## Working data
★ ★ ★

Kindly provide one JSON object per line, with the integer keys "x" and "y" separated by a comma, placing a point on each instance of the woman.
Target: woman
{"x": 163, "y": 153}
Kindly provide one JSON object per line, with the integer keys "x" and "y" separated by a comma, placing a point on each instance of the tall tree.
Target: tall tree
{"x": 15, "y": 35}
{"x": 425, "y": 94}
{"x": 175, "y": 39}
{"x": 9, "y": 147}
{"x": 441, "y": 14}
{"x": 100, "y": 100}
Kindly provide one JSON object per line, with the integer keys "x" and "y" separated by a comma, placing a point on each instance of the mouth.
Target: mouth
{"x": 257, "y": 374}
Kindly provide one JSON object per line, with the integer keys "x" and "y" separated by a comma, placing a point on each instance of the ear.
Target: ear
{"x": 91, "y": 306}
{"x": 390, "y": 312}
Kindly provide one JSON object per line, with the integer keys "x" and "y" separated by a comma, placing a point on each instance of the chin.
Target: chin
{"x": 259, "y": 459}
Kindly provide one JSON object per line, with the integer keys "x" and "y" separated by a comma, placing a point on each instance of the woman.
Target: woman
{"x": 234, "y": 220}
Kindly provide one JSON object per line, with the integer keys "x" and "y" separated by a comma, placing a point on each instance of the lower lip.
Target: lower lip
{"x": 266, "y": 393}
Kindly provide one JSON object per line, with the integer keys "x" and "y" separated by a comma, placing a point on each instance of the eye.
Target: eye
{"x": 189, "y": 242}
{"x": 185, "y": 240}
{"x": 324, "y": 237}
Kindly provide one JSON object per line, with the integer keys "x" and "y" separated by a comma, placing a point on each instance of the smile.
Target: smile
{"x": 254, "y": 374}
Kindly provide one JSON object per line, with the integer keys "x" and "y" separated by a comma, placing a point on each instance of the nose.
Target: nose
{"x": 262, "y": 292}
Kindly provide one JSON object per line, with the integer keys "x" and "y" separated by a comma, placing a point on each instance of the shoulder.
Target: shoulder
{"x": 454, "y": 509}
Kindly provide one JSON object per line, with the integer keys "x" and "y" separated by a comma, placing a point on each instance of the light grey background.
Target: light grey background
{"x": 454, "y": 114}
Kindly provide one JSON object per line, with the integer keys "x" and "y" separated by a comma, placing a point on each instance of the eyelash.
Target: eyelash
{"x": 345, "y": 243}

★ ★ ★

## Given problem
Each line of the listing above should be output exactly.

## Written solution
Kindly provide one JSON object per line, with the integer keys "x" and "y" separated by a comma, placing a point on each instance of the woman.
Target: woman
{"x": 163, "y": 153}
Kindly provide one JSON object per line, with the integer keys "x" and "y" separated by a comma, placing a point on each instance of the tall tree.
Target: tall tree
{"x": 15, "y": 35}
{"x": 425, "y": 94}
{"x": 175, "y": 39}
{"x": 9, "y": 147}
{"x": 441, "y": 14}
{"x": 100, "y": 100}
Kindly provide one JSON object per line, with the integer keys "x" and "y" separated by a comma, placing a point on each instance of the mouth.
Target: mouth
{"x": 257, "y": 374}
Kindly provide one JSON object per line, with the integer keys "x" and "y" separated by a comma, placing a point on each instance of the ear.
Target: ear
{"x": 91, "y": 306}
{"x": 390, "y": 312}
Kindly provide one JSON object per line, with the integer keys "x" and "y" separated by a comma, placing a point on each instance of the chin.
Target: chin
{"x": 259, "y": 459}
Kindly provide one JSON object per line, with the integer keys "x" and "y" separated by a comma, placing a point on each instance of the woman.
Target: woman
{"x": 234, "y": 220}
Kindly provide one JSON object per line, with the integer keys "x" and "y" separated by a comma, placing a point on each instance of the lower lip.
Target: lower lip
{"x": 266, "y": 393}
Kindly provide one JSON object per line, with the integer keys "x" and "y" separated by a comma, placing a point on each instance of the eye.
Target: eye
{"x": 189, "y": 242}
{"x": 185, "y": 240}
{"x": 324, "y": 237}
Kindly provide one JSON object per line, with the integer keys "x" and "y" separated by a comma, placing a point on each instance of the smile.
Target: smile
{"x": 254, "y": 374}
Kindly provide one JSON object per line, with the integer keys "x" and "y" separated by a comma, placing a point on each instance of the nose.
Target: nose
{"x": 262, "y": 292}
Kindly provide one JSON object per line, with the integer keys "x" and "y" separated by a comma, placing a point on each instance of the shoulder.
Target: shoulder
{"x": 454, "y": 509}
Kindly provide one JSON object per line, with the integer keys "x" and "y" separated by a comma, placing a point on each instance of the light grey background.
Target: light grey background
{"x": 454, "y": 114}
Kindly provide one JSON object per line, with the integer keys "x" and "y" separated by a comma, placing a point on each instance of the eyelash.
Target: eyelash
{"x": 345, "y": 243}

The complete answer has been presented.